# Given exercise a
Count the lines in the records that contain the string "donut", matching case exactly, and give only the number.

What we're seeing from Big Ten commissioner Jim Delany right now as college football tries to iron out a four-game playoff beginning in 2014 is almost comical in its selfishness.
The Big Ten is championing a four-team playoff that would require the participants all be conference champions.
Think about this for a second. Beyond the fact this is the ultimate, self-serving move by a conference that has only had one school from its league play for a BCS national title (Ohio State, three times, 2002, 2006, 2007) since the BCS' inception in 1998 - such a move would almost certainly invite more realignment.
By having four conference champions in a playoff, it's almost inviting the 16-team super conferences most of college athletics has said is too radical, too exclusive and too much like the NFL to bring to college football at this time.
ALL ABOUT NOTRE DAME?: But the biggest footnote to a playoff with only conference champions that no one is talking about is the impact on Notre Dame.
Quick history lesson: All of the realignment at the BCS level and below the last three years began when Jim Delany said the Big Ten was looking at expansion in 2009. That's when Missouri Gov. Jay Nixon raised his hand and basically said take the Mizzou Tigers because we'd rather be with Northwestern than Texas Tech.
That destabilized the Big 12 and sent schools like Texas and Texas A&M scurrying for a backup plan that would become Larry Scott's bid to lure six Big 12 schools to the Pac-10 in the summer of 2010. The Big Ten would ultimately end up with Nebraska, but, make no mistake, the target of Delany's expansion search was Notre Dame.
Notre Dame football was in turmoil at the time with the Charlie Weis Era careening off the rails and TV ratings bottoming out. Delany probably thought he pluck a Notre Dame program with self-esteem issues. But the Irish remained steadfast in their independence.
Now, if Delany gets his way, the Irish might panic and think they could be left out of a potential playoff without being aligned with a conference. Delany is just obsessed and maybe delusional enough to think the Irish would surrender all of its independence - I mean ALL of its independence - and turn over ALL of their TV rights to the Big Ten.

# Stored records
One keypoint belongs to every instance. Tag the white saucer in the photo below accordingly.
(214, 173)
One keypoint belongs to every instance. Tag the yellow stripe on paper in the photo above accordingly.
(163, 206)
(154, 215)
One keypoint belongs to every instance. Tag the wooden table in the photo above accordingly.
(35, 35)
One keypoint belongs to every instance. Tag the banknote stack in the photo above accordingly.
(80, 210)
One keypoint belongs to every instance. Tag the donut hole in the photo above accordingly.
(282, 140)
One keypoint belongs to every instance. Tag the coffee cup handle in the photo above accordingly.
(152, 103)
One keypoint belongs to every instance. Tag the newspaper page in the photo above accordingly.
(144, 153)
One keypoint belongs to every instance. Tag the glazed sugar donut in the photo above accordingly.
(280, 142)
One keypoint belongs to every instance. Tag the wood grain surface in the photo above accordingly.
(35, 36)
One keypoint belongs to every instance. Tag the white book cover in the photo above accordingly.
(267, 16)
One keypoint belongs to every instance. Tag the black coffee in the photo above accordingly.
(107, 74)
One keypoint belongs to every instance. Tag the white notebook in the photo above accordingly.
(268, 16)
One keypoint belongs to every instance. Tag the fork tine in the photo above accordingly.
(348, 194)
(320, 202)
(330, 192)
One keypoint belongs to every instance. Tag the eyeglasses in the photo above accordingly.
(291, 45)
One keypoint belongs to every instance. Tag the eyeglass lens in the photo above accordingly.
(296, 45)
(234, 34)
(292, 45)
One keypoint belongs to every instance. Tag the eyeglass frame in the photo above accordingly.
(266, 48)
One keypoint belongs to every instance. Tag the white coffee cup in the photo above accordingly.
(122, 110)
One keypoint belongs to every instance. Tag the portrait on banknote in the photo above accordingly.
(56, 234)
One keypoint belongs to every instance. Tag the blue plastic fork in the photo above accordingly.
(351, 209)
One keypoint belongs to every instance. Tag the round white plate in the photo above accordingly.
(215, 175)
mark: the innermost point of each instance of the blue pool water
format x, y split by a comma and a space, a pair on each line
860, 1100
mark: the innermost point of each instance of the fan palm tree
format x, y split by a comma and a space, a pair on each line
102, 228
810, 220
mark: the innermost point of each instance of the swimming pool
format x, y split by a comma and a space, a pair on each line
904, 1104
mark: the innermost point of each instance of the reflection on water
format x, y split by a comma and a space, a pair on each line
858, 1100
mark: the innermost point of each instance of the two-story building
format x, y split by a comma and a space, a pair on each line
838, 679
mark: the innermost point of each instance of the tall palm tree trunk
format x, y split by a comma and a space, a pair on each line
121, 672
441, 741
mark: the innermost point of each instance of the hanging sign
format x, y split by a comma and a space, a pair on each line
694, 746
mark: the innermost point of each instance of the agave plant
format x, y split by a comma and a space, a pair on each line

# Given exercise b
Carry on the piece about the Big Ten's playoff proposal from its last sentence.

# Task result a
2

# Task result b
Other conferences, including the Big 12 and ACC have been whispering into Notre Dame's ear that the Irish have options - them. DeLoss Dodds at Texas has been wooing the Irish non-stop for three years, even proposing the Irish remain independent in football and bring their non-football sports to the BIg 12 and start their own third-tier network.
ALL ABOUT THE ROSE BOWL?: Then, there's the matter of the Big Ten flip-flopping on whether the playoff games should be played in the current bowl structure or at neutral or on-campus sites. After first touting campus sites, Delany's stance is now that bowls should be used for the playoff games - namely the Rose Bowl.
In parroting Delany's new position, Nebraska athletic director Tom Osborne told Yahoo! columnist Dan Wetzel:
"If you took them (bowl games) out of the playoff, it would pretty much destroy the bowl system."
Wrong. What kills the bowl system is a playoff that includes only conference champions. Because if that does trigger realignment to the tune of four, 16-team super conferences, then the bowls have nothing new to pick from.
With only four conferences, schools selected by the bowls will have either played each other that season or most seasons, and would not excite fans or provide new matchups. Some of the more intriguing bowl matchups occur when schools from different conferences meet for the first time.
That possibility would disappear. Bowl games would stop drawing because TV and fans wouldn't be excited, and the bowl system would shrink and die a slow death.
MY TAKE: The Southeastern Conference is pushing for a playoff that takes the top four teams in the BCS rankings, regardless of whether those teams are a conference champion. If we could get maximum transparency in the computer formulas and votes in the coaches and Harris polls, this is probably the best selection model.
If the two best teams in the country are from the same conference, so be it. Who wants to see an undefeated conference champ against a 2-loss Wisconsin in a semifinal game when there's 1-loss team who didn't win its conference but played a much tougher schedule and is more deserving?
College football has never been without controversy in the way it selects its national champion, dating back to polls that would pick its No. 1 before the bowl games were even played back in the 1970s.
On the matter of location for the playoff games, semifinal games on campus are probably the way to go to not only reward the two top seeds, but also to ensure fans will be in the stadium - fans who might have just had to pay to travel to a conference title game and might have to pay for a trip on short notice to a national title game.
You can't expect fans to make three straight road trips that include airfare on short notice. Way too expensive and could cause the excitement and anticipation of a long-awaited playoff to play in less-than spirited atmospheres.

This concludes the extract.